▸ Aim: Copy every line of the records below word for word, leaving out the pictures.

▸ Record set:
— Begin —

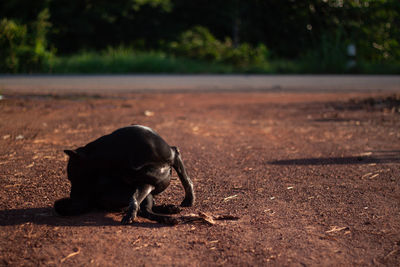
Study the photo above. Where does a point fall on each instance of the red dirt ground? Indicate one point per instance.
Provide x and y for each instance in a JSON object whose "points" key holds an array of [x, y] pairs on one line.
{"points": [[313, 178]]}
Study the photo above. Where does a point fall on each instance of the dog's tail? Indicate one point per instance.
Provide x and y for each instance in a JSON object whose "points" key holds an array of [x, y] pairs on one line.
{"points": [[185, 180]]}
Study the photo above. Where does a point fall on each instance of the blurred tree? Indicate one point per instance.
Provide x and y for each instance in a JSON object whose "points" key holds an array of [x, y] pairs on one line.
{"points": [[289, 28]]}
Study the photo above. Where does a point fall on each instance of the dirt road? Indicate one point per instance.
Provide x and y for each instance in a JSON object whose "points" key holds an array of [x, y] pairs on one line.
{"points": [[314, 179]]}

— End —

▸ Solution to this problem:
Study the photo above. Where does a point fall on each instance of the red dirt ground? Indicate one point per instance.
Provide x and y for each instance in a JSON object whose "points" key holds an array of [x, y] pairs on one line.
{"points": [[313, 178]]}
Study the photo above. Where does a point fall on each instance of the dog's tail? Indicate one point per instance.
Provide x and y for each instance in a JSON object whose "points" key holds an array of [x, y] pairs on one line.
{"points": [[185, 180]]}
Study the photo above. Where does a point fall on each instance of the blurred tree? Indicate one point per instance.
Provide x and y for each instance in a JSON object whose "points" key holds an array of [x, y] pairs on one line.
{"points": [[289, 28]]}
Study the photo above. Where does a point fall on each instance of the dirt road? Indicate one point per instance.
Provide x and y for each instance in a JSON object whose "points" key holds an array of [x, y] pairs on one line.
{"points": [[314, 179]]}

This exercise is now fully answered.